### [What the task requires]
Rewrite the data starting at the line containing "Place a point on each instance of the bird's claw, one" and stopping after the line containing "x=215, y=154", replacing "reddish roof surface" with "red tile roof" and leaving everything else unchanged. Return only those lines.

Data drawn from a collection:
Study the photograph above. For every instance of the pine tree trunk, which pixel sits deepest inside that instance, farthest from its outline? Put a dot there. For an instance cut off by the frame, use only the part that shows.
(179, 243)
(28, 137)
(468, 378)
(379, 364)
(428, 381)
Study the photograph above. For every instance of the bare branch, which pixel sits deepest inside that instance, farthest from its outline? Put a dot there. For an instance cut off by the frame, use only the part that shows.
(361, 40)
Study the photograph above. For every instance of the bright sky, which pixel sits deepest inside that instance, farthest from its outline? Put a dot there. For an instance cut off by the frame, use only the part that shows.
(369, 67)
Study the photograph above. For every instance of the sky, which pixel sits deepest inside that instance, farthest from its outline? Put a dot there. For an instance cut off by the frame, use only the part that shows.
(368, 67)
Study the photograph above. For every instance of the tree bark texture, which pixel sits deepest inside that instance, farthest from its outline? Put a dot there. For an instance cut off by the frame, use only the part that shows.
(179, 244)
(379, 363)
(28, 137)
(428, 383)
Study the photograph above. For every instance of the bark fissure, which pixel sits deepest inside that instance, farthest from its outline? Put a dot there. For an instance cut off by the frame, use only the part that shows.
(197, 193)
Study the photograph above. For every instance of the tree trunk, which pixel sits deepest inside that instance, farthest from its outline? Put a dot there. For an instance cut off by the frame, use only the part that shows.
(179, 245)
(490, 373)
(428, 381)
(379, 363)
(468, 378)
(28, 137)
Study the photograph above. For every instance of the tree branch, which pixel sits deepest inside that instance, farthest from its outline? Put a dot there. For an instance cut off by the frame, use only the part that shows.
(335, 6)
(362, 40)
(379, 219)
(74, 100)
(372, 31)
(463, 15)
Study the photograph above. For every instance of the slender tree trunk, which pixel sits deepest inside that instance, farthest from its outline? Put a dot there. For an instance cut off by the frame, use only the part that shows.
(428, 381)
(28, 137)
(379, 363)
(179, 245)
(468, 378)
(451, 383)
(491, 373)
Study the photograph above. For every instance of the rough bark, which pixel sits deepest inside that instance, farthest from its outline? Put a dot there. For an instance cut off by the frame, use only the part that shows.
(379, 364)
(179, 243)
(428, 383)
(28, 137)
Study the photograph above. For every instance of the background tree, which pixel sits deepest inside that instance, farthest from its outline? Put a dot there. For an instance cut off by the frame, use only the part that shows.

* * *

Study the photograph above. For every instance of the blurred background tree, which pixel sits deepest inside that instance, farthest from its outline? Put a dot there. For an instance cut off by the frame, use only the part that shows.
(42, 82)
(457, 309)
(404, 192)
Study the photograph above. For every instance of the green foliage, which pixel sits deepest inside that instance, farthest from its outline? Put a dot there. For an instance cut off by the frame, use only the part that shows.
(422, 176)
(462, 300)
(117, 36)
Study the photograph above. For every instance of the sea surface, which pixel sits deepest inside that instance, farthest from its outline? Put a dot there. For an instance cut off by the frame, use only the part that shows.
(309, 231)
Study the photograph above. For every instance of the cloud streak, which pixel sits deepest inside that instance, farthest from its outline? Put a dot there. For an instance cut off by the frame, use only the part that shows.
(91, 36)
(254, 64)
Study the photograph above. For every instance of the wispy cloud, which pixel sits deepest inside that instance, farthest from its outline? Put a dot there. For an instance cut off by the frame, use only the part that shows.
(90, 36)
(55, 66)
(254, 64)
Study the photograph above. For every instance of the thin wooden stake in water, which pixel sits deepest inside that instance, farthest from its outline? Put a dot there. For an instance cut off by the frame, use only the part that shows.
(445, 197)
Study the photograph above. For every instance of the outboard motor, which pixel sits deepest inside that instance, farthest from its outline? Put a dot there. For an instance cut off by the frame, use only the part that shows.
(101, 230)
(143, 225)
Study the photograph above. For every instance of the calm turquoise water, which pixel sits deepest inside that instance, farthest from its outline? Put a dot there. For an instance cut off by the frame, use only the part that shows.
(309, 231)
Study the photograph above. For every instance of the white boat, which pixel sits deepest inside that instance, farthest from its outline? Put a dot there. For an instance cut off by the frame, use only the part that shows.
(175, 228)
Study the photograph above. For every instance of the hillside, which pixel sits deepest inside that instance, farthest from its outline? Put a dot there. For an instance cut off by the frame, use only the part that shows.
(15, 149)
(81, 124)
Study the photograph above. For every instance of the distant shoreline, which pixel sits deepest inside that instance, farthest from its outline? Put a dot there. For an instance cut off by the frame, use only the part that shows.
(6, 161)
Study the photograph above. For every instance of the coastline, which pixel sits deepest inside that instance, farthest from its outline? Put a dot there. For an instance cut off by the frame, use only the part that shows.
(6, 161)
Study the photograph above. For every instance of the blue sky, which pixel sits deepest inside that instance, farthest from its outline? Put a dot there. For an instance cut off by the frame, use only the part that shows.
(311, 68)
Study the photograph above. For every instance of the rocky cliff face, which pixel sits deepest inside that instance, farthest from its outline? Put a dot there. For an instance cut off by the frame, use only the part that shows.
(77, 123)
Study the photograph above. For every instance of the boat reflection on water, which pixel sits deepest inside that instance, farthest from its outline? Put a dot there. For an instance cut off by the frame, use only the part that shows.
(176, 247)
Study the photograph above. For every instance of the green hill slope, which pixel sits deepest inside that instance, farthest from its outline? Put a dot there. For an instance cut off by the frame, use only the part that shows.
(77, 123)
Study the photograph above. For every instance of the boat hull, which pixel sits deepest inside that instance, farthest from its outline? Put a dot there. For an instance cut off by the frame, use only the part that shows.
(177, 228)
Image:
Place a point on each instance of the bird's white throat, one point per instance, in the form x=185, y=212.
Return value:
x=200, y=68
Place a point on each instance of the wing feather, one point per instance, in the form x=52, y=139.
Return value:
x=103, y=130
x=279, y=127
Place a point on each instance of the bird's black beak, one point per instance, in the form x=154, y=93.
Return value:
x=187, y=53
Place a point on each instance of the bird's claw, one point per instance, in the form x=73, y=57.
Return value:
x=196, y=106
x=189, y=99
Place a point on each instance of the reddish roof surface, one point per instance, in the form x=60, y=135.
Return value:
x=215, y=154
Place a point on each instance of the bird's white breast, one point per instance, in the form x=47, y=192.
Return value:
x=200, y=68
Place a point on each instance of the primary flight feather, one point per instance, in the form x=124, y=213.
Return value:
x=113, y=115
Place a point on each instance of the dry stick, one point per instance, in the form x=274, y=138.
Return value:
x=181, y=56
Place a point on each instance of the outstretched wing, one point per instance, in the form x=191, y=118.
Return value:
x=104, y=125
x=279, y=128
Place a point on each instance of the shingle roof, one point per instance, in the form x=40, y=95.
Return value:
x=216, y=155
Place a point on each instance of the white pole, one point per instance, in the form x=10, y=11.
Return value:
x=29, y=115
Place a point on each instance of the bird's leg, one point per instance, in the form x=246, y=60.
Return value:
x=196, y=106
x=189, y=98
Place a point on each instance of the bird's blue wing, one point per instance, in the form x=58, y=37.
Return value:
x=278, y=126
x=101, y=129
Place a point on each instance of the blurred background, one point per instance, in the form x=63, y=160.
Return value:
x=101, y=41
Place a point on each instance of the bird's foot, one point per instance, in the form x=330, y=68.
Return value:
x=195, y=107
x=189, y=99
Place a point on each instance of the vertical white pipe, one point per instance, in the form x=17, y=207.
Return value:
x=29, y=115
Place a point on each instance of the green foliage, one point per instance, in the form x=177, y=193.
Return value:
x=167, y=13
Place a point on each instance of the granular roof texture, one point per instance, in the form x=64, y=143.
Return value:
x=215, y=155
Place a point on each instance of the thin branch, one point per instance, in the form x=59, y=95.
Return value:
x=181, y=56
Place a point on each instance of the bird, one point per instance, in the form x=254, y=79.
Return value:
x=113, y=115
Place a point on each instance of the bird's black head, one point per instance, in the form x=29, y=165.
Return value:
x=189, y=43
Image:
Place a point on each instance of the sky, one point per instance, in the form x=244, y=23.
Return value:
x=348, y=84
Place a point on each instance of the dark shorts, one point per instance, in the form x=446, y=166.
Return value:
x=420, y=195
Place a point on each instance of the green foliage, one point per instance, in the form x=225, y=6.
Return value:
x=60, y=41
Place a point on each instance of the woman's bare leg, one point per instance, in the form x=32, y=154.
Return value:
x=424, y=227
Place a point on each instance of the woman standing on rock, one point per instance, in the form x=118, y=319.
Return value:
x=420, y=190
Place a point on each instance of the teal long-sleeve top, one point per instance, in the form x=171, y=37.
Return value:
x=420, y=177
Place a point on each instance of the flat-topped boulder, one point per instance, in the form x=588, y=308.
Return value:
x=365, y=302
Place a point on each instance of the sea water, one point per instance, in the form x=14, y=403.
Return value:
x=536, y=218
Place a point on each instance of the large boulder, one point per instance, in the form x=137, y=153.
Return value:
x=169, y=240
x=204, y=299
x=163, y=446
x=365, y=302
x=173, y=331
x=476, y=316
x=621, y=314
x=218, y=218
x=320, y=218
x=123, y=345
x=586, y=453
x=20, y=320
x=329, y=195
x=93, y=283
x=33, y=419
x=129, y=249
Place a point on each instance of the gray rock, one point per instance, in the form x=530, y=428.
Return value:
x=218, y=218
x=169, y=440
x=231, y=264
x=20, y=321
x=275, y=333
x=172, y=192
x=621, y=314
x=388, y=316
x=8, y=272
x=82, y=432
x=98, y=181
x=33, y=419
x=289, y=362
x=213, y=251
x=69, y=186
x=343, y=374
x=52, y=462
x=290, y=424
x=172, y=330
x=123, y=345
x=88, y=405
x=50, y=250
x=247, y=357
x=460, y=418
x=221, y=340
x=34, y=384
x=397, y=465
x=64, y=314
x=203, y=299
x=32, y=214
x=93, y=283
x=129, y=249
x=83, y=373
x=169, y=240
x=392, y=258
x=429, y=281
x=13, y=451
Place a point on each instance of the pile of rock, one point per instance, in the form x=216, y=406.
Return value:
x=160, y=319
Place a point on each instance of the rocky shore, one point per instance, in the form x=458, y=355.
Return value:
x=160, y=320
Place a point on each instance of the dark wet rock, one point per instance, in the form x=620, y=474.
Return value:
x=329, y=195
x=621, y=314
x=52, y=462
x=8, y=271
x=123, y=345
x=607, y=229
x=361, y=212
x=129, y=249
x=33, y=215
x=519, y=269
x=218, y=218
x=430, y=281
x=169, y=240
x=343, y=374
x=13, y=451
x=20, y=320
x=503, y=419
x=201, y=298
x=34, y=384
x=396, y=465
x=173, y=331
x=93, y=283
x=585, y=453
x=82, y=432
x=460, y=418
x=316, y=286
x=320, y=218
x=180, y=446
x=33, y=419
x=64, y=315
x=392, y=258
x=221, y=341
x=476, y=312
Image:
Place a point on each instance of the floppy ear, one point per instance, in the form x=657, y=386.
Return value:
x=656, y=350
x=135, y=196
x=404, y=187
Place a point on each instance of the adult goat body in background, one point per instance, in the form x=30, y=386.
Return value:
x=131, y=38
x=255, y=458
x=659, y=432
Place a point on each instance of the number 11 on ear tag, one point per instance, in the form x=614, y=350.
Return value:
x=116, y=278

### [Output for this task]
Place a point on each instance of the bird's claw, one point per instance, in the form x=73, y=57.
Return value:
x=196, y=106
x=189, y=99
Place a point on each instance of the red tile roof, one point per instance, in the form x=60, y=135.
Return value:
x=215, y=154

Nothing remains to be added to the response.